◆ **Work request**
Please state how many lines in the records that follow include "gravel", with no other output.

── Exercise input ──

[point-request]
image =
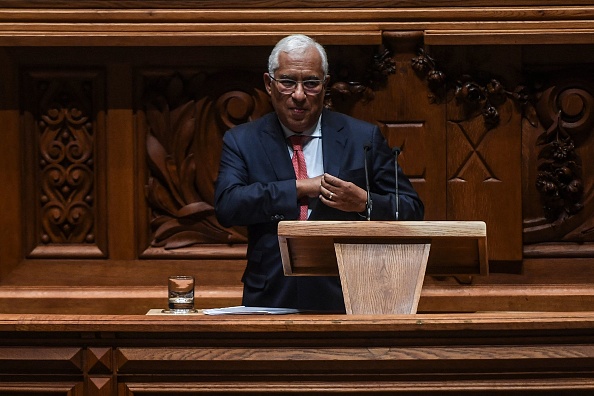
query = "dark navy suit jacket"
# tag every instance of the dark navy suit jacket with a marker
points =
(256, 188)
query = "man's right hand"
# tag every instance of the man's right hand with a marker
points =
(309, 187)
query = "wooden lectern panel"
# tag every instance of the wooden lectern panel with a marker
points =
(457, 247)
(382, 264)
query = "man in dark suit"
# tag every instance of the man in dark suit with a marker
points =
(258, 185)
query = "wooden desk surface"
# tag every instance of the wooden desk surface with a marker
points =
(172, 354)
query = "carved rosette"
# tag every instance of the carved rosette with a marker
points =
(565, 109)
(478, 95)
(66, 162)
(350, 83)
(186, 118)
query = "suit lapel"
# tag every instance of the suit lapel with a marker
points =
(333, 143)
(275, 148)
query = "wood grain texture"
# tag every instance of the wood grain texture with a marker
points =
(500, 352)
(380, 278)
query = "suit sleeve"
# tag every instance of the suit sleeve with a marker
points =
(246, 190)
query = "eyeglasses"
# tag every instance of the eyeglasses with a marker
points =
(288, 86)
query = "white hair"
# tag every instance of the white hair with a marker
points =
(295, 43)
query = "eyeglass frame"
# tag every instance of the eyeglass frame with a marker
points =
(302, 82)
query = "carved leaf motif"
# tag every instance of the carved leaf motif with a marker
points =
(178, 123)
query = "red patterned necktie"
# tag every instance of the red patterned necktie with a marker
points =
(300, 169)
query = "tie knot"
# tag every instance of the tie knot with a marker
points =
(297, 141)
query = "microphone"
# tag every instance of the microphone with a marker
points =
(369, 204)
(396, 151)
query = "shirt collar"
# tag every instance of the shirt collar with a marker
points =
(315, 131)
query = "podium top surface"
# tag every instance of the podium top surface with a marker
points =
(383, 229)
(458, 248)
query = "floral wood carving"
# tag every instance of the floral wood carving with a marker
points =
(559, 181)
(374, 76)
(186, 119)
(66, 160)
(559, 173)
(565, 110)
(478, 95)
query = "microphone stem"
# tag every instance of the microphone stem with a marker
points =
(396, 152)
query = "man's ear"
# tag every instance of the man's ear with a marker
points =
(267, 82)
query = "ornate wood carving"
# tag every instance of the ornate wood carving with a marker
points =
(63, 120)
(360, 85)
(186, 116)
(478, 95)
(559, 139)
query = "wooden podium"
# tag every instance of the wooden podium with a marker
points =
(382, 264)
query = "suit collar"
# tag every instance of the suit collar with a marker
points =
(275, 146)
(333, 142)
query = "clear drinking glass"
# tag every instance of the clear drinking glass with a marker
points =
(181, 293)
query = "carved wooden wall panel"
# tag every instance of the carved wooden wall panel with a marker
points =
(146, 122)
(64, 135)
(558, 205)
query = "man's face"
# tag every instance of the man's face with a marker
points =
(298, 111)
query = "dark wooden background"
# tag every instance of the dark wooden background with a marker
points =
(112, 114)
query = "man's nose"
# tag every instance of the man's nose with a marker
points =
(299, 92)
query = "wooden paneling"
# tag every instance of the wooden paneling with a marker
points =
(161, 82)
(499, 353)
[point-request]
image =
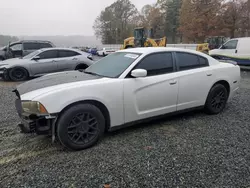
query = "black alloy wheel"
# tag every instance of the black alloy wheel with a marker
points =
(80, 126)
(83, 128)
(217, 99)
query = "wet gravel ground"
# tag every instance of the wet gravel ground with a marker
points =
(188, 150)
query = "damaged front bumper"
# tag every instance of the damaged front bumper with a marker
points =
(35, 123)
(4, 73)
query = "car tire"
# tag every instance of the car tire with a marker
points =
(80, 127)
(18, 74)
(217, 99)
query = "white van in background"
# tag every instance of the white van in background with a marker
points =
(236, 49)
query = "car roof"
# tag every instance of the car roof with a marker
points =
(62, 48)
(148, 50)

───

◆ **Solution for this task**
2